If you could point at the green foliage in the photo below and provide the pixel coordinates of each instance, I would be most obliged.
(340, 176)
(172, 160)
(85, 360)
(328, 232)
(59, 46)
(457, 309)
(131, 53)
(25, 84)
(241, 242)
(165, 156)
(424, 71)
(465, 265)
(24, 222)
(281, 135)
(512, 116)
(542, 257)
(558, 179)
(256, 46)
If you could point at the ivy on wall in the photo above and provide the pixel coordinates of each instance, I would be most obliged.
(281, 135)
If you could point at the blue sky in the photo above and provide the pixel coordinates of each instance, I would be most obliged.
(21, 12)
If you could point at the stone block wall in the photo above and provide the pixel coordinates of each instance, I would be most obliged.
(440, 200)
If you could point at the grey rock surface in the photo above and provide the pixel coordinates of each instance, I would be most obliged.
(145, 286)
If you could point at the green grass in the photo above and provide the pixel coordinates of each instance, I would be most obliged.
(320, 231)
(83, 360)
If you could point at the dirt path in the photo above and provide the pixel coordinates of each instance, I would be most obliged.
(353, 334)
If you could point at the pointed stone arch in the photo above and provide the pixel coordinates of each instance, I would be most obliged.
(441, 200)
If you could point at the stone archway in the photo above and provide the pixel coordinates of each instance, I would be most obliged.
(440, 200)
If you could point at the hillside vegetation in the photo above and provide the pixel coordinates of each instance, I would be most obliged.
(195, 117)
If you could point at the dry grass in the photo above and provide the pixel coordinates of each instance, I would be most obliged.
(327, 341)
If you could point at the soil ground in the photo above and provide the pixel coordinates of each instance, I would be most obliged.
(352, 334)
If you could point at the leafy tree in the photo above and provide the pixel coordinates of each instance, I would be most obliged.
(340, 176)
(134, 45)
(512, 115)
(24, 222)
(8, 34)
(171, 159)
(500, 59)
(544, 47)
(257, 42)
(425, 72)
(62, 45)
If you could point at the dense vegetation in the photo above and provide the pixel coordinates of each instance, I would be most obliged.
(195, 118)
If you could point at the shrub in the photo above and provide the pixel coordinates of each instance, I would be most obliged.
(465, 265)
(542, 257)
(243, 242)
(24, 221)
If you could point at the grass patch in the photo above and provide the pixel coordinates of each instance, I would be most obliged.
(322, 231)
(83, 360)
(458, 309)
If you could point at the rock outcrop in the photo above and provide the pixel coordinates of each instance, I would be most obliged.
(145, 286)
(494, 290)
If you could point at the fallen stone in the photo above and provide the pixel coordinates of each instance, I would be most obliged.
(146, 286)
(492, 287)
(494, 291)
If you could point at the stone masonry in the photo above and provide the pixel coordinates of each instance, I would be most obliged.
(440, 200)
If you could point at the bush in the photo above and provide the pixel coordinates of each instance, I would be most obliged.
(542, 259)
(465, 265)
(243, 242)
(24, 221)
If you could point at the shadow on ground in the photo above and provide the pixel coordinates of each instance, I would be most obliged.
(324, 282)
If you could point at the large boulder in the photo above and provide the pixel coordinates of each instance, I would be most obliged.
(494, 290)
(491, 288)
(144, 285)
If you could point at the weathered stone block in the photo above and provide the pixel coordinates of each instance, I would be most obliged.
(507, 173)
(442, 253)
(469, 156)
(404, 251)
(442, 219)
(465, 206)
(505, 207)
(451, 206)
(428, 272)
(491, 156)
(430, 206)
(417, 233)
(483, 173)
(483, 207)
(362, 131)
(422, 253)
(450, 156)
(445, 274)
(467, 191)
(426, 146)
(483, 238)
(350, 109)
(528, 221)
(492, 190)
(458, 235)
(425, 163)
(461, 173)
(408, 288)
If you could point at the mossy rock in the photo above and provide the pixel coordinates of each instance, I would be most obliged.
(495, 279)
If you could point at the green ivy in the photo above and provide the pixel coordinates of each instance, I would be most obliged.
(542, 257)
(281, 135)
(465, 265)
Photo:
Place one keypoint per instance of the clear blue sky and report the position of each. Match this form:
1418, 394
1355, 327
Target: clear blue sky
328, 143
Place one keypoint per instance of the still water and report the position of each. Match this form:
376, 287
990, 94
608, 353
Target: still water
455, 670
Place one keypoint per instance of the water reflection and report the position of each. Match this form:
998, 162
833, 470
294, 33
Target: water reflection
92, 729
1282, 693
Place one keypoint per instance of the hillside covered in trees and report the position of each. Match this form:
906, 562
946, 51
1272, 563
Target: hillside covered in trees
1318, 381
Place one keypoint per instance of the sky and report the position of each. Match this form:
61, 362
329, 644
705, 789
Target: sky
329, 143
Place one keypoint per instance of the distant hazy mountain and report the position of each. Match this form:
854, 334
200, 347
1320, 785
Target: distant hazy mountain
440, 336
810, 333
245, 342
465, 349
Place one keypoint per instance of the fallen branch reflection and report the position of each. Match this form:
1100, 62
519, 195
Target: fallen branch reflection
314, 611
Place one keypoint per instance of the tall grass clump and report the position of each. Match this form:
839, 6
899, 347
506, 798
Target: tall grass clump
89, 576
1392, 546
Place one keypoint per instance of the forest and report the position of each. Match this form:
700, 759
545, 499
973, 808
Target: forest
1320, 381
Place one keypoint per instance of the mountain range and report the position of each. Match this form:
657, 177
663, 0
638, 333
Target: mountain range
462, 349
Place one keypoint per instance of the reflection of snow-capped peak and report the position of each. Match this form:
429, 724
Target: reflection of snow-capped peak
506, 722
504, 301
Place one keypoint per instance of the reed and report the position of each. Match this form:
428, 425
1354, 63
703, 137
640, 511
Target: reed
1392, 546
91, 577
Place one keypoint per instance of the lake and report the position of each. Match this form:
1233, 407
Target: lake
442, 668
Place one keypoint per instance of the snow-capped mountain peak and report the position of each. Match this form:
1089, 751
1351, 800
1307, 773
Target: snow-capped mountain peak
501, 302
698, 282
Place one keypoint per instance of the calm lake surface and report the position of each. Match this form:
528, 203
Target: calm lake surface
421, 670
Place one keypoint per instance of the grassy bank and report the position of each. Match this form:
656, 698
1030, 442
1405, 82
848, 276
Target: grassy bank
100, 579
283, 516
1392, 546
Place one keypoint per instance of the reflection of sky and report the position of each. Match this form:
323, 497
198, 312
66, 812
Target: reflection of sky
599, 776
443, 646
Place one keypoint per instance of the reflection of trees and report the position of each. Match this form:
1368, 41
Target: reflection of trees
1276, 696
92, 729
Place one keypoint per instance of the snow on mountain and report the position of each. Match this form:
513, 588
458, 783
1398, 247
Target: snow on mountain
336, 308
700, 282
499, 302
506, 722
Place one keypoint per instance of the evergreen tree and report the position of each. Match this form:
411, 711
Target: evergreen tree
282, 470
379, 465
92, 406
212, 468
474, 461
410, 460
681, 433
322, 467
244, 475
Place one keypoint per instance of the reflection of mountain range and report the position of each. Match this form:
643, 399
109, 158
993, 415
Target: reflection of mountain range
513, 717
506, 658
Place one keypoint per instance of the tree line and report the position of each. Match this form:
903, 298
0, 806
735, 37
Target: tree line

————

_Work task_. Your answer must be an exact copy of every record.

_Task answer_.
If you could point at the green foliage in the photo below and provide the pixel coordinates of each instance, I would be most obliged.
(340, 176)
(172, 160)
(85, 360)
(328, 232)
(59, 46)
(457, 309)
(131, 53)
(25, 84)
(241, 242)
(165, 156)
(424, 71)
(465, 265)
(24, 222)
(281, 135)
(512, 116)
(542, 257)
(558, 179)
(256, 46)
If you could point at the ivy on wall in the photo above and provide the pixel coordinates of each instance, I would be most obliged.
(281, 135)
If you could point at the blue sky in the photo above and provide the pixel coordinates of each instance, I would be most obliged.
(21, 12)
If you could point at the stone block wall in the photo above and provide the pixel coordinates of each instance, I would be most obliged.
(440, 200)
If you could point at the grey rock surface in the photo above and provide the pixel coordinates of each instance, I would be most obliged.
(145, 286)
If you could point at the green grass in the photo above and provide the pixel coordinates of each instance, I would be most obliged.
(320, 231)
(83, 360)
If you could point at the dirt path in the photo above and provide the pixel coordinates of each instance, I would be most obliged.
(353, 334)
If you could point at the pointed stone arch in the photo above and provide the pixel coordinates of each instance, I would be most obliged.
(441, 200)
If you could point at the stone archway in the photo above and provide the pixel coordinates of each instance, I would be most obliged.
(440, 200)
If you could point at the hillside vegetation in the photo above and provide the pixel coordinates of each instance, I would be most obliged.
(195, 117)
If you could point at the dry grass in the photo above and provide the pixel coordinates of each instance, I would be most obliged.
(327, 341)
If you could point at the soil ground in the photo above and provide the pixel coordinates of each instance, I would be most obliged.
(352, 334)
If you could point at the leafy tree in the photo above and provide the pixel coordinates of each instance, I would be most obliged.
(340, 176)
(134, 45)
(512, 115)
(24, 222)
(8, 34)
(171, 159)
(500, 59)
(544, 47)
(257, 42)
(425, 72)
(62, 45)
If you could point at the dense vegetation in the photo above and provide the pixel coordinates of each instance, I would be most obliged.
(195, 118)
If you could point at the shrub in the photo above and provide the pixel coordinates of each instance, I would be most obliged.
(465, 265)
(542, 257)
(243, 242)
(24, 221)
If you could point at the grass patch in the photo above and provide the pixel coordinates of each instance, I would be most obliged.
(322, 231)
(83, 360)
(458, 309)
If you could point at the rock outcrop in the photo above and provide the pixel coordinates of each instance, I would be most obliged.
(145, 286)
(494, 290)
If you could point at the fallen stone in the photo above and provide the pixel coordinates of each instance, I would be most obliged.
(146, 286)
(492, 287)
(494, 291)
If you could point at the stone masonry in the photo above and provide the pixel coordinates of each instance, I would be most obliged.
(440, 200)
If you could point at the bush in the photo above and provide the pixel coordinates of each instance, I would be most obliged.
(542, 259)
(465, 265)
(243, 242)
(24, 221)
If you could point at the shadow on ground in the photo above and provide the pixel coordinates of each instance, I would be most obliged.
(324, 282)
If you could point at the large boulder in the photo above and provide the pixel coordinates of each instance, I would be most obliged.
(494, 290)
(491, 288)
(144, 285)
If you could point at the weathered stone block in the photo above and provide the pixel coordinates of each instance, I would be most obliged.
(507, 173)
(442, 253)
(469, 156)
(404, 251)
(442, 219)
(465, 206)
(505, 207)
(451, 206)
(428, 272)
(491, 156)
(430, 206)
(417, 233)
(483, 173)
(483, 207)
(362, 131)
(422, 253)
(450, 156)
(445, 274)
(467, 191)
(426, 146)
(483, 238)
(350, 109)
(528, 221)
(492, 190)
(458, 235)
(425, 163)
(461, 173)
(408, 288)
If you could point at the mossy rock in the photo above and provide the pixel coordinates of each instance, I would be most obliged.
(495, 279)
If you could point at the green ivy in the photo above and provide the pixel coordinates of each instance, I would be most obliged.
(542, 257)
(281, 135)
(465, 265)
Photo:
Place one keypoint per instance of the clear blue sky and report the position of each. Match this form:
1418, 394
1355, 327
Target: clear blue sky
328, 143
Place one keypoint per instance of the still water and report the position of each. Match this form:
376, 287
990, 94
608, 353
Target: still water
455, 670
Place one keypoint per instance of the water reflection and report the position of each. Match this form:
998, 162
833, 470
294, 33
Target: water reflection
92, 729
1282, 693
Place one keypoint per instance of the hillside covered in trees and report the position of each. Match this form:
906, 562
946, 51
1272, 563
Target: hillside covered in trees
1318, 381
Place one keypoint per instance of the sky and report the position of each. Match this form:
61, 362
329, 644
705, 789
Target: sky
329, 143
Place one keypoint per instance of the distant hazy mountain and report the position of each. Match this form:
854, 334
200, 347
1320, 785
Target: distant hazy mountain
440, 336
810, 333
245, 342
465, 349
Place one keypoint per instance of the fallen branch reflection and report the position of each. Match this form:
1100, 62
519, 195
Target: fallen branch reflection
314, 611
Place one keypoint per instance of the tall grass clump and report the position of each. Match this form:
839, 6
899, 347
506, 798
Target: tall grass clump
89, 576
1392, 546
Place one keypoint per instance of the forest and report the position of each. Match this form:
700, 759
545, 499
973, 808
Target: forest
1320, 381
Place one keypoint per instance of the mountain range and report the position of each. Match this form:
657, 177
663, 0
638, 333
Target: mountain range
462, 349
Place one keypoint per instance of the reflection of snow-capped peak and report the position of each. Match this form:
429, 724
Target: reflection of snow-capped peak
506, 722
504, 301
Place one keypoint per instance of the reed and report the position of each. Match this form:
428, 425
1354, 63
703, 137
640, 511
Target: reed
1392, 546
91, 577
Place one keypoint per instance of the lake and report the position of each. Match this form:
1233, 407
Target: lake
442, 668
Place one keypoint per instance of the snow-capped mountain peak and report the position of each. Match this form:
1089, 751
1351, 800
1307, 773
Target: snow-capped mountain peak
501, 302
698, 282
Place one keypoint per instance of the calm lake surface and report the position of each. Match this form:
528, 203
Target: calm lake surface
421, 670
Place one keypoint per instance of the grassy bank and report the position of each. Match this form:
656, 698
1030, 442
1405, 82
848, 276
Target: grassy bank
100, 579
283, 516
1392, 546
Place one keypoint per instance of the reflection of sky and report the position of each. Match this form:
323, 497
198, 312
66, 812
Target: reflection of sky
599, 776
443, 646
Place one keypoint per instance of the reflection of trees and report the position of each. Match this form:
1368, 41
Target: reflection of trees
1276, 696
92, 729
Place one keypoint per instance of the snow on mountain and report the position of each. Match this form:
513, 588
458, 783
1398, 247
Target: snow on mountain
336, 308
700, 282
499, 302
506, 722
Place one keypoint per instance of the evergreen tree and report the position of each. Match this form:
411, 711
Target: evergreen tree
282, 470
379, 465
92, 406
212, 468
474, 461
410, 460
681, 433
322, 467
244, 475
Place one keypoint per instance of the reflection of mountain range and report the position of each. Match this form:
643, 399
109, 158
993, 415
Target: reflection of mountain range
513, 717
506, 658
Place one keypoint per instance of the tree line and report the position of each. Match this form:
903, 298
0, 806
735, 37
Target: tree line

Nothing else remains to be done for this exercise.